■ TASK INSTRUCTIONS: All lines from the one that contains "Target: young girl" to the end of the data must be retyped exactly. Pictures are not retyped.

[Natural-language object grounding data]
# # # # # # #

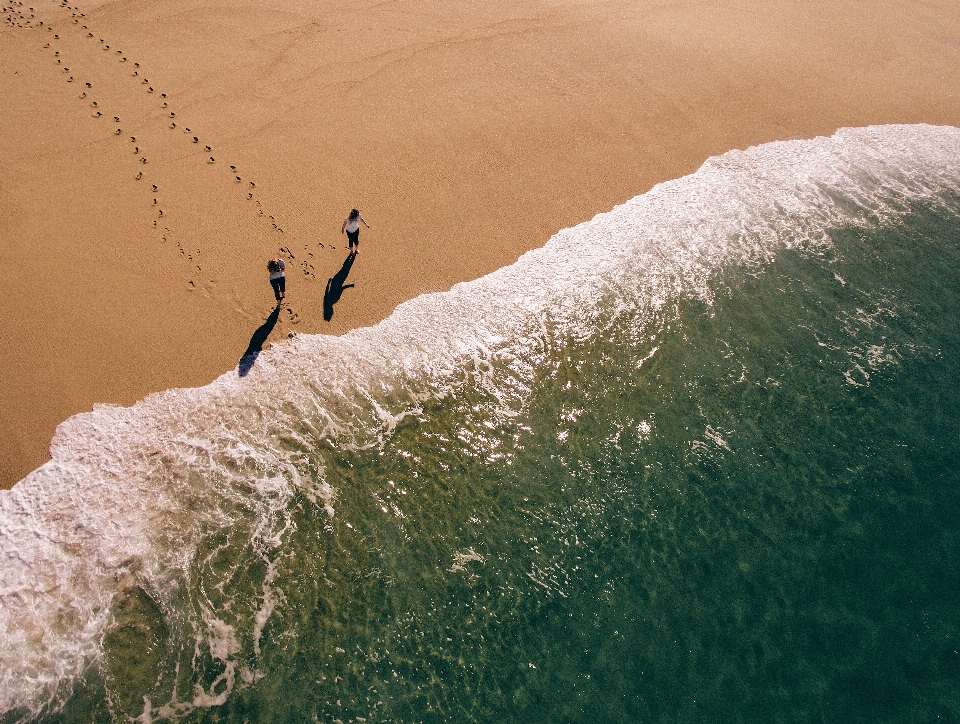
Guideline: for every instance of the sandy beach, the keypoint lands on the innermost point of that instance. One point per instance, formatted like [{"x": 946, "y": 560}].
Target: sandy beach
[{"x": 155, "y": 155}]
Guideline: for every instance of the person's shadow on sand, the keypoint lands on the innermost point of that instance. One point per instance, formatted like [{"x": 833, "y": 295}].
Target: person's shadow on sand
[
  {"x": 256, "y": 343},
  {"x": 335, "y": 287}
]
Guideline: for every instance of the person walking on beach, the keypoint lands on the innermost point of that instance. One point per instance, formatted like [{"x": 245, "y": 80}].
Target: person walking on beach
[
  {"x": 351, "y": 225},
  {"x": 277, "y": 279}
]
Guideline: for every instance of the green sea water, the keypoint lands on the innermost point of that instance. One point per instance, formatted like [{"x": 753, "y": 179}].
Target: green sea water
[{"x": 738, "y": 509}]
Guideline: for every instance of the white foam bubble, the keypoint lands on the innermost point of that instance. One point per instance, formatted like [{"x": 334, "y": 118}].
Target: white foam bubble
[{"x": 134, "y": 492}]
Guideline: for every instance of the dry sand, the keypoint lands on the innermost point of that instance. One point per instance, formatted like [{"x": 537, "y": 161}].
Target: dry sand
[{"x": 466, "y": 132}]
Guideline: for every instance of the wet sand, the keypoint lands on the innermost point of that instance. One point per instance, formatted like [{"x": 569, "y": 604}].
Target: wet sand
[{"x": 155, "y": 155}]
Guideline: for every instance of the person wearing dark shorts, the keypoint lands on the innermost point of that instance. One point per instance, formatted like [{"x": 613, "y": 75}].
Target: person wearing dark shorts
[
  {"x": 277, "y": 279},
  {"x": 351, "y": 227}
]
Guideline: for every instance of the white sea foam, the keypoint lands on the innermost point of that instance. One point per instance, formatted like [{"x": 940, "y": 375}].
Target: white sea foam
[{"x": 133, "y": 493}]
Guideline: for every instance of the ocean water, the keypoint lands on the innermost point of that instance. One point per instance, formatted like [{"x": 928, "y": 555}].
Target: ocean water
[{"x": 693, "y": 461}]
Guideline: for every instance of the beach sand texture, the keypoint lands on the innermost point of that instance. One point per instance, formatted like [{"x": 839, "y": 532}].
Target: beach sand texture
[{"x": 155, "y": 155}]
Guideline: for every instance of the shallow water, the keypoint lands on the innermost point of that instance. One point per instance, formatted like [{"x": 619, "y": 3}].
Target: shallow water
[{"x": 693, "y": 461}]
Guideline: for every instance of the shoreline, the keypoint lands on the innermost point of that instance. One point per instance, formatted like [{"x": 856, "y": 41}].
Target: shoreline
[{"x": 538, "y": 119}]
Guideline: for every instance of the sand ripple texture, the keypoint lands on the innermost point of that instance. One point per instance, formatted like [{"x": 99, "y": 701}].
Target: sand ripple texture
[{"x": 131, "y": 494}]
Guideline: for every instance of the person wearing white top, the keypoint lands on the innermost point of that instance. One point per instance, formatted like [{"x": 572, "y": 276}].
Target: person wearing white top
[{"x": 351, "y": 226}]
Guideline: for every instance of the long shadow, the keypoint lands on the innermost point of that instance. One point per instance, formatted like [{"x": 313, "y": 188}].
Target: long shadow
[
  {"x": 335, "y": 287},
  {"x": 256, "y": 343}
]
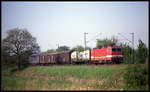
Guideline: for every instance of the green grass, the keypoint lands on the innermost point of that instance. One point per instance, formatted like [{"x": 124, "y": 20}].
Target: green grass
[{"x": 110, "y": 76}]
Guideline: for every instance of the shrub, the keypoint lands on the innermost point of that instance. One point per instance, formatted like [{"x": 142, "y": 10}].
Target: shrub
[{"x": 136, "y": 76}]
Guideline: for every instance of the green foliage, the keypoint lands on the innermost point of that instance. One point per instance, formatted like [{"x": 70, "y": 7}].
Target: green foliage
[
  {"x": 51, "y": 51},
  {"x": 106, "y": 42},
  {"x": 19, "y": 43},
  {"x": 78, "y": 48},
  {"x": 141, "y": 53},
  {"x": 110, "y": 78},
  {"x": 62, "y": 48},
  {"x": 136, "y": 76}
]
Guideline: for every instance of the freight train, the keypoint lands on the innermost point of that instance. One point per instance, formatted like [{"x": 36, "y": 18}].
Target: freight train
[{"x": 109, "y": 54}]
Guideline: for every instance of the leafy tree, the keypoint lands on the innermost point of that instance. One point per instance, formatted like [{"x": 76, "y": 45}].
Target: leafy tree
[
  {"x": 51, "y": 51},
  {"x": 106, "y": 42},
  {"x": 18, "y": 41},
  {"x": 141, "y": 53},
  {"x": 78, "y": 48},
  {"x": 126, "y": 53},
  {"x": 62, "y": 48}
]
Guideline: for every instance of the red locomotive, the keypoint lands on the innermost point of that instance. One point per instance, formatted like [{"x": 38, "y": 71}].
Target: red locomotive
[{"x": 111, "y": 54}]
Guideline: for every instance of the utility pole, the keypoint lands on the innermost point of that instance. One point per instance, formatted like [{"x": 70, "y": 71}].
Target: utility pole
[
  {"x": 58, "y": 45},
  {"x": 132, "y": 48},
  {"x": 85, "y": 40}
]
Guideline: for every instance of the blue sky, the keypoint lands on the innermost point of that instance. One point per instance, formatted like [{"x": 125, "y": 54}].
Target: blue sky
[{"x": 64, "y": 23}]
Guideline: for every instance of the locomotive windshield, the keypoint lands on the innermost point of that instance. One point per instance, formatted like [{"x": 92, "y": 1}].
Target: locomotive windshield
[{"x": 116, "y": 49}]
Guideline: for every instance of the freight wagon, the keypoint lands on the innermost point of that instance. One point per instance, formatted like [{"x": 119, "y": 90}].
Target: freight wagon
[{"x": 110, "y": 54}]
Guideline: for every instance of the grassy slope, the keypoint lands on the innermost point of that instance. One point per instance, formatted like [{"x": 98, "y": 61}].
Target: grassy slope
[{"x": 65, "y": 78}]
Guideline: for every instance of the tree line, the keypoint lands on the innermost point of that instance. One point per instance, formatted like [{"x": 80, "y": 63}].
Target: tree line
[{"x": 20, "y": 44}]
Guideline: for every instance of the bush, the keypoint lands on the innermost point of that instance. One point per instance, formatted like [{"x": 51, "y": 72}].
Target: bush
[{"x": 136, "y": 76}]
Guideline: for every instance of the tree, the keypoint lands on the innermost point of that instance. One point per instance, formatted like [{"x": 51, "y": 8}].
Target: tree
[
  {"x": 51, "y": 51},
  {"x": 106, "y": 42},
  {"x": 141, "y": 53},
  {"x": 78, "y": 48},
  {"x": 19, "y": 41},
  {"x": 62, "y": 48}
]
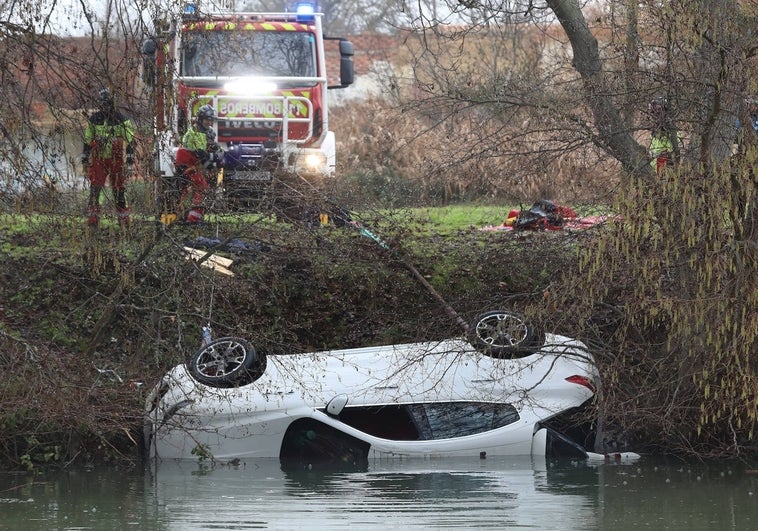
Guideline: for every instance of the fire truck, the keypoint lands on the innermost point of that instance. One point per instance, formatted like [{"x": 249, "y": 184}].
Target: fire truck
[{"x": 265, "y": 74}]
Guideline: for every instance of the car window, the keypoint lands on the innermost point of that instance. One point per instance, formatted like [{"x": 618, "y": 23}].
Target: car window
[
  {"x": 459, "y": 419},
  {"x": 424, "y": 422},
  {"x": 311, "y": 442}
]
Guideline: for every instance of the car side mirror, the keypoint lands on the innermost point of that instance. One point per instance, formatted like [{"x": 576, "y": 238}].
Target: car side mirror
[{"x": 335, "y": 406}]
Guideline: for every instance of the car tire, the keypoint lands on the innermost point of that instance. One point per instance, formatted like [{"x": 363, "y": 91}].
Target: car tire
[
  {"x": 504, "y": 334},
  {"x": 227, "y": 362}
]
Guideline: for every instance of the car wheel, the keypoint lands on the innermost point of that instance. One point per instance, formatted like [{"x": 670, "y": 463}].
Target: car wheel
[
  {"x": 227, "y": 362},
  {"x": 504, "y": 334}
]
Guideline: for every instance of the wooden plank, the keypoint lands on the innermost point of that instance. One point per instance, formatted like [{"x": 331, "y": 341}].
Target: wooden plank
[{"x": 219, "y": 264}]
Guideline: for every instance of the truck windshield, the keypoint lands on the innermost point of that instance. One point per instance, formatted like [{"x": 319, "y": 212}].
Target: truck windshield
[{"x": 248, "y": 53}]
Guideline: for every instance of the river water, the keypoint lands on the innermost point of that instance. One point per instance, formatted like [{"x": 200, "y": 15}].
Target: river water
[{"x": 492, "y": 493}]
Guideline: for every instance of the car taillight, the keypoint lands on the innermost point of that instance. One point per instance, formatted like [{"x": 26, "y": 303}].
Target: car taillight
[{"x": 582, "y": 380}]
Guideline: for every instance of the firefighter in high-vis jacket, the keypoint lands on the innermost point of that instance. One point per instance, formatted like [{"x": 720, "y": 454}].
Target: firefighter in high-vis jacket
[
  {"x": 197, "y": 160},
  {"x": 108, "y": 155}
]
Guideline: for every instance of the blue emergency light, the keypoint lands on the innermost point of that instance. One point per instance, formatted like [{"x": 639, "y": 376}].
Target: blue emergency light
[{"x": 304, "y": 11}]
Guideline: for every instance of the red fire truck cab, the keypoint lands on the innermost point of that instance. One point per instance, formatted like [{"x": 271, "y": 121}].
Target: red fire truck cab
[{"x": 265, "y": 74}]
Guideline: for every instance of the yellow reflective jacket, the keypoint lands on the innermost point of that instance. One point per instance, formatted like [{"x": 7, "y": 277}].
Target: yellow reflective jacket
[{"x": 108, "y": 134}]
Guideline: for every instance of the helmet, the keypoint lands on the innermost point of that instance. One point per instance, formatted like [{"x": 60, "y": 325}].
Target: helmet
[
  {"x": 659, "y": 104},
  {"x": 206, "y": 111},
  {"x": 105, "y": 98}
]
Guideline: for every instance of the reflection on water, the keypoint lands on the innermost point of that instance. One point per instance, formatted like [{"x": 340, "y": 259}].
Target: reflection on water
[{"x": 421, "y": 494}]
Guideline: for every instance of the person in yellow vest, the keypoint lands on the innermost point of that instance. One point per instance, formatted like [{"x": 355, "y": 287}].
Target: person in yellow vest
[
  {"x": 198, "y": 155},
  {"x": 666, "y": 141},
  {"x": 108, "y": 155}
]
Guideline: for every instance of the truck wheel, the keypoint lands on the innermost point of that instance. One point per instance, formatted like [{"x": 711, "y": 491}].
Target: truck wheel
[
  {"x": 504, "y": 334},
  {"x": 227, "y": 362}
]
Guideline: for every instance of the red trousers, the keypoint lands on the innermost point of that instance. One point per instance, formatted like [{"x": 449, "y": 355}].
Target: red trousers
[
  {"x": 111, "y": 170},
  {"x": 193, "y": 172}
]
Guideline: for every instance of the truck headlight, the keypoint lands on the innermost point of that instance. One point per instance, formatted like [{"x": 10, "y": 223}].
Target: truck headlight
[{"x": 311, "y": 161}]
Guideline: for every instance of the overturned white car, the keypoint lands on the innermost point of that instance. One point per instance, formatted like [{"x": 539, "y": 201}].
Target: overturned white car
[{"x": 504, "y": 390}]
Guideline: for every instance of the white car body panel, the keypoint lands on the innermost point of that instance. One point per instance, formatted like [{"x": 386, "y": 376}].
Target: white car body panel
[{"x": 251, "y": 420}]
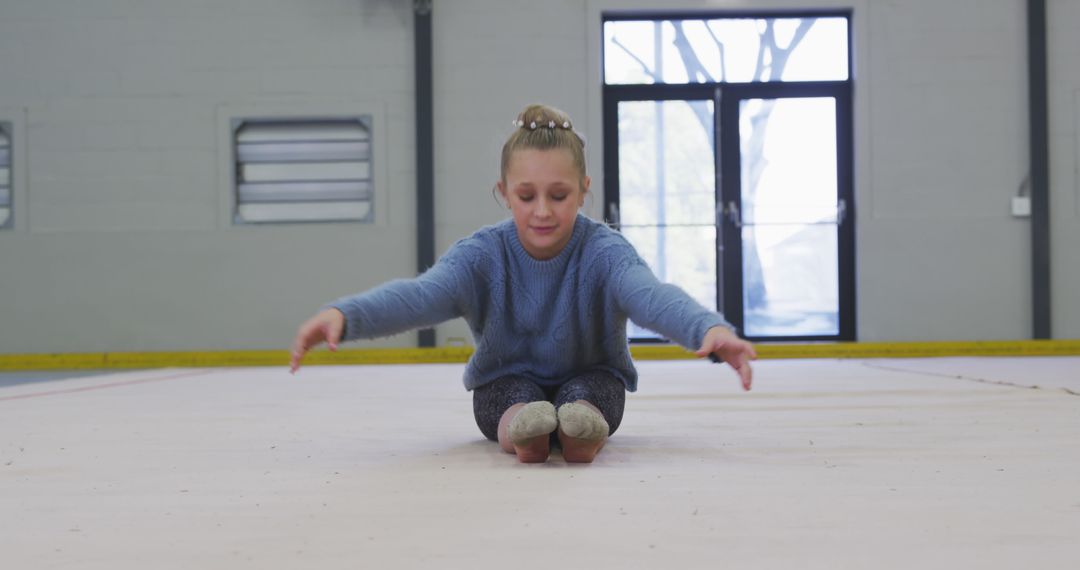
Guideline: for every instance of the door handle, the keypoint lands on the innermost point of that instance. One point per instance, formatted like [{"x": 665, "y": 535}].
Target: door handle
[{"x": 732, "y": 213}]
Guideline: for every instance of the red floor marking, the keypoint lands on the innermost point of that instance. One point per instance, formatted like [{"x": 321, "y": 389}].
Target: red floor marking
[{"x": 103, "y": 387}]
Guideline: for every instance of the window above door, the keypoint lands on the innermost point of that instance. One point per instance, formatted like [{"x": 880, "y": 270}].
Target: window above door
[{"x": 730, "y": 49}]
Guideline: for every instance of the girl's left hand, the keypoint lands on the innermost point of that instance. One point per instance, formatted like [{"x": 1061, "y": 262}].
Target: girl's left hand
[{"x": 730, "y": 349}]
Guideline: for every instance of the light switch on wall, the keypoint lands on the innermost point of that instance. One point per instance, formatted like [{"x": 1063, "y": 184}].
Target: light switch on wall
[{"x": 1022, "y": 206}]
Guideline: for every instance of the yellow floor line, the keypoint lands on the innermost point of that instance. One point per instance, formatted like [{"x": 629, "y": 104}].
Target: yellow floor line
[{"x": 460, "y": 354}]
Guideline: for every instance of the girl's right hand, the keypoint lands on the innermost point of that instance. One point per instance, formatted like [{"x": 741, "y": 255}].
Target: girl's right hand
[{"x": 324, "y": 327}]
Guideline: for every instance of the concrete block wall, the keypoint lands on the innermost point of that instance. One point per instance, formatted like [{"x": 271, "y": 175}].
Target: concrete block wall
[
  {"x": 122, "y": 241},
  {"x": 1064, "y": 112},
  {"x": 123, "y": 238}
]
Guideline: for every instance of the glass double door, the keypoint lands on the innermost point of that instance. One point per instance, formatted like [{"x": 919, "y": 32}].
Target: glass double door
[{"x": 742, "y": 199}]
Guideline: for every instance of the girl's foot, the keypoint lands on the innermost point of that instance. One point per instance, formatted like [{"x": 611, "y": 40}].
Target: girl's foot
[
  {"x": 582, "y": 431},
  {"x": 525, "y": 430}
]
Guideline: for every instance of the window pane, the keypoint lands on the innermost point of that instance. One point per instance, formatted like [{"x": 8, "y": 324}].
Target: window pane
[
  {"x": 5, "y": 181},
  {"x": 788, "y": 160},
  {"x": 791, "y": 277},
  {"x": 798, "y": 270},
  {"x": 726, "y": 50},
  {"x": 666, "y": 173}
]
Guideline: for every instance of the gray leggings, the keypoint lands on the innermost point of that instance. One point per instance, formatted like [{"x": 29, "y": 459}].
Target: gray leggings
[{"x": 597, "y": 388}]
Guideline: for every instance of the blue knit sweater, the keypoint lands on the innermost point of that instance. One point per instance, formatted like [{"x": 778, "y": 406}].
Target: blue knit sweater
[{"x": 547, "y": 321}]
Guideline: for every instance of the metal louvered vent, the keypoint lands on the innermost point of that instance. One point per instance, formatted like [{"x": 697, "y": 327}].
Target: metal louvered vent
[
  {"x": 316, "y": 170},
  {"x": 5, "y": 178}
]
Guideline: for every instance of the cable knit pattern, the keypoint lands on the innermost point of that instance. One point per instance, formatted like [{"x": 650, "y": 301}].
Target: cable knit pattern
[{"x": 547, "y": 321}]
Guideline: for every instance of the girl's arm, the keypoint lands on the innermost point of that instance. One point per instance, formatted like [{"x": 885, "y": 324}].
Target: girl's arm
[
  {"x": 670, "y": 311},
  {"x": 404, "y": 304},
  {"x": 394, "y": 307}
]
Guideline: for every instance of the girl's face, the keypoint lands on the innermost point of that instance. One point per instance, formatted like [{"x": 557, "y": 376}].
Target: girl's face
[{"x": 544, "y": 191}]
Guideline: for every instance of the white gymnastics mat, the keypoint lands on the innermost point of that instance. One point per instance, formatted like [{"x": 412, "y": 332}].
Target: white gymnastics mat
[{"x": 900, "y": 463}]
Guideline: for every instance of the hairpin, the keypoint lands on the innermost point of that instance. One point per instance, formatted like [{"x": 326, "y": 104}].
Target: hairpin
[{"x": 539, "y": 122}]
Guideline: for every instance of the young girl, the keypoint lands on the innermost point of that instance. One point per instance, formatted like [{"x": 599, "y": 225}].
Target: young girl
[{"x": 547, "y": 296}]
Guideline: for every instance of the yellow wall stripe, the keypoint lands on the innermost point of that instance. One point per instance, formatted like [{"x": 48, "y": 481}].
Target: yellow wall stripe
[{"x": 460, "y": 354}]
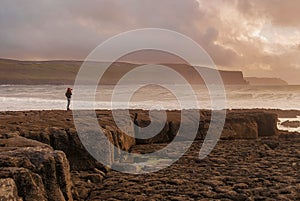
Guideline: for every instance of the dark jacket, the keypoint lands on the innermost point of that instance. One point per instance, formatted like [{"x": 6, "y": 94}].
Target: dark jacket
[{"x": 68, "y": 94}]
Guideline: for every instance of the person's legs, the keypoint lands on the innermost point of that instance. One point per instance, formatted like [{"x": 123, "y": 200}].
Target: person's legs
[{"x": 68, "y": 105}]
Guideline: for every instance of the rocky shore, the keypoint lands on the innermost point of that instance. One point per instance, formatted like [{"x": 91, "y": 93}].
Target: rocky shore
[{"x": 42, "y": 158}]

# # # # # # #

■ RESPONSE TO THIS TASK:
Target: young girl
[{"x": 547, "y": 296}]
Guideline: for every instance of the yellow wall stripe, the keypoint lands on the innermost point of that instance. One point per instance, formatted like [{"x": 48, "y": 481}].
Target: yellow wall stripe
[{"x": 460, "y": 354}]
Guideline: for every instance of the dark jacket, the keypoint lands on the innermost point of that instance. One point per instance, formatted like [{"x": 6, "y": 94}].
Target: dark jacket
[{"x": 68, "y": 94}]
Guideline: for every instance of the person's legs, the keypoint lands on the innermost point of that instance. One point per instance, formatted like [{"x": 123, "y": 200}].
Target: person's legs
[{"x": 68, "y": 105}]
Guideline: for every instance of the rocky shore, the keypoint lands on the innermost point of that instance. One point per instance, formatted like [{"x": 91, "y": 93}].
Target: rocky shore
[{"x": 42, "y": 158}]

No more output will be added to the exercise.